- [SHORT TASK] Rewrite the listing with "white teeth" changed to "upper teeth" and every other line left intact.
==== EXTRACTED MATERIAL
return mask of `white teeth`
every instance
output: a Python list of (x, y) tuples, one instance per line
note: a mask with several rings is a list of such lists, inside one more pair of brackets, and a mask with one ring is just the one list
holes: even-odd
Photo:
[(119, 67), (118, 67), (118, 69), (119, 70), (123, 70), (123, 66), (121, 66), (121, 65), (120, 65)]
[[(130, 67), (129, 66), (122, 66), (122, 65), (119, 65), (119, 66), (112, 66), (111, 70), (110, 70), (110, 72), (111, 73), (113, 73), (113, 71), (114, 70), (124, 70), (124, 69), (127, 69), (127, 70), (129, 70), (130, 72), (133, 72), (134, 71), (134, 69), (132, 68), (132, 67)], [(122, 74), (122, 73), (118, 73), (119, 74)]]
========
- [COMPLETE ANSWER]
return mask of `upper teeth`
every instance
output: a Python list of (x, y) tuples, one instance per line
note: a mask with several rings is a list of such lists, inside one more pair of brackets, and a mask with one ring is just the one list
holes: even-odd
Photo:
[(119, 67), (118, 67), (118, 69), (119, 70), (123, 70), (123, 66), (121, 66), (121, 65), (120, 65)]
[[(130, 67), (129, 66), (122, 66), (122, 65), (119, 65), (119, 66), (112, 66), (111, 70), (110, 70), (110, 72), (111, 73), (113, 73), (113, 71), (114, 70), (124, 70), (124, 69), (127, 69), (127, 70), (129, 70), (130, 72), (133, 72), (134, 71), (134, 69), (132, 68), (132, 67)], [(122, 74), (122, 73), (118, 73), (119, 74)]]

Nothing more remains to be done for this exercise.